## Exercise aim
In the data, starting with the line containing "Point out every instance of the leafy" and going on through the line containing "(1152, 308)", shift every coordinate in the answers by adding 119 to each number. Reproduce all of those lines, including the request lines, unchanged except for the new coordinates.

— start —

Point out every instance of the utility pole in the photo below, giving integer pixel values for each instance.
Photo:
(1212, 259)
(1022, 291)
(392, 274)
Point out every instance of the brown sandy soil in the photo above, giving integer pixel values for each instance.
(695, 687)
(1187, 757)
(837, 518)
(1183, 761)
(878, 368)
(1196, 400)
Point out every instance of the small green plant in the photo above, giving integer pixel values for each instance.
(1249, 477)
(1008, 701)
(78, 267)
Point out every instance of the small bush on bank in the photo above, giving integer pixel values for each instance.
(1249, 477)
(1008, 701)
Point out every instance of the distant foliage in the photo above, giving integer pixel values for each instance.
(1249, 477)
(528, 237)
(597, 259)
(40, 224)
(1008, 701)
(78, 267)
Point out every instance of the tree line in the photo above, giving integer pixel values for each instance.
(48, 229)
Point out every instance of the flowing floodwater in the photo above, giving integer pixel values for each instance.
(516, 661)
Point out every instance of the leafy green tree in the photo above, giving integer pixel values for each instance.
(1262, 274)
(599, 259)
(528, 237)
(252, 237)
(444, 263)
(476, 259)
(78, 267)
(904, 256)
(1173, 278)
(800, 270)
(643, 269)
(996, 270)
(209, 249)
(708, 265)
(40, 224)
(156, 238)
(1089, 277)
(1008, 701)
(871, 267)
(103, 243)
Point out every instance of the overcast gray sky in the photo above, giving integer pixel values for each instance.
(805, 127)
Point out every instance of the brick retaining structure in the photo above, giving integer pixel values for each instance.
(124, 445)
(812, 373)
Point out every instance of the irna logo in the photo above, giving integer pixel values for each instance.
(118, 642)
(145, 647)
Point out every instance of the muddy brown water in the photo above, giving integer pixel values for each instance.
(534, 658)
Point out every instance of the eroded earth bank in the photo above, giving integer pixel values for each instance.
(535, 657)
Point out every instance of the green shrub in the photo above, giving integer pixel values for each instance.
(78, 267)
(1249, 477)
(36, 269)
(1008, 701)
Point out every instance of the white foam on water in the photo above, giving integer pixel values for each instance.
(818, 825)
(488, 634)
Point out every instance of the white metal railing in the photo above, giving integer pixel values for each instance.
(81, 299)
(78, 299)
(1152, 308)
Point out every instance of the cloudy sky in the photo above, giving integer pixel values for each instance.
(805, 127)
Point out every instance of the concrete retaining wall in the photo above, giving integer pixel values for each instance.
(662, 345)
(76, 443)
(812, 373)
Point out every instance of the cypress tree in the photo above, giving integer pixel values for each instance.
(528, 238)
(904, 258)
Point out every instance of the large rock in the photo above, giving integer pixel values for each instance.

— end —

## Task output
Point out every instance of the leafy green tree in the photo above, giving integer pixel values for each instance.
(1381, 393)
(718, 378)
(647, 356)
(371, 356)
(563, 382)
(595, 378)
(197, 386)
(1023, 375)
(1292, 397)
(919, 389)
(762, 388)
(1115, 389)
(328, 368)
(827, 384)
(159, 343)
(275, 357)
(1208, 396)
(1127, 820)
(990, 386)
(222, 362)
Point out every instance of the overcast gray sky in the photo above, giving integer pixel values for each instance.
(924, 246)
Point out every instance of the brick retaining structure in the photo above, giving integer pixel values for each instance.
(243, 564)
(931, 492)
Point out every instance of the irna logo in the photo above, giving integer pixel values for each instance.
(237, 761)
(264, 766)
Point out every instance of the muddy brown water in the photo above, giving integer pixel values for each instance.
(653, 777)
Point out every instance of the eroded earth bank in the photo above, giving integer pixel values for each instance.
(654, 776)
Point out every instance of the green shrub in the photo above, giving integer pixel values for each instance.
(197, 386)
(1368, 596)
(155, 388)
(1127, 820)
Point out every instance of the white foam on water in the photo above, giving integer pixel values for each instance.
(937, 944)
(607, 753)
Point out every instance of the white metal railing in the photo above, giving integer pixel values for each instance.
(200, 418)
(197, 418)
(1271, 427)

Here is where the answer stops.